**やること 1:** 後に続く記録の行を、一つ残らず一字一句そのまま書き写してください。

**記事:**
>>>

カーテン

43 :カーテン:2008/07/15(火) 10:39:43 ID:???0
1人暮らしの妹を訪ねていったAさんの話。
妹さんのアパートの部屋は1階にあり、ベランダの向かいは駐車場。
外国暮らしでカーテンのない地域に住んでいたので、習慣で妹さんはカーテンを閉じる事もなく暮らしていた。
電気をつけた明るい部屋で着替えだす妹に、日本暮らしの長いAさんは、
せめて電気を消すかレースのカーテンは閉じたほうがいいと忠告して、自分はバスルームで着替えた。

2人で食事をして眠ろうかと言う話になったとき、妹が網戸を開けっ放しで寝ている事も知り、
危ないからクーラーを使うようにも忠告した。

<<<

**扱う記録:**
>>>

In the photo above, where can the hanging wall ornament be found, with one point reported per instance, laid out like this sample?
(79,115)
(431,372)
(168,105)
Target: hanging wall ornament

<<<

**やること 2:** 記事では、妹さんがカーテンを閉めずに暮らしていた理由がどう書かれていますか。1～3文で説明してください。

**こたえ 1:**
In the photo above, where can the hanging wall ornament be found, with one point reported per instance, laid out like this sample?
(79,115)
(431,372)
(168,105)
Target: hanging wall ornament

**こたえ 2:** 妹さんは外国で暮らしていたころ、カーテンのない地域に住んでいました。そのときの習慣で、カーテンを閉めずに暮らしていました。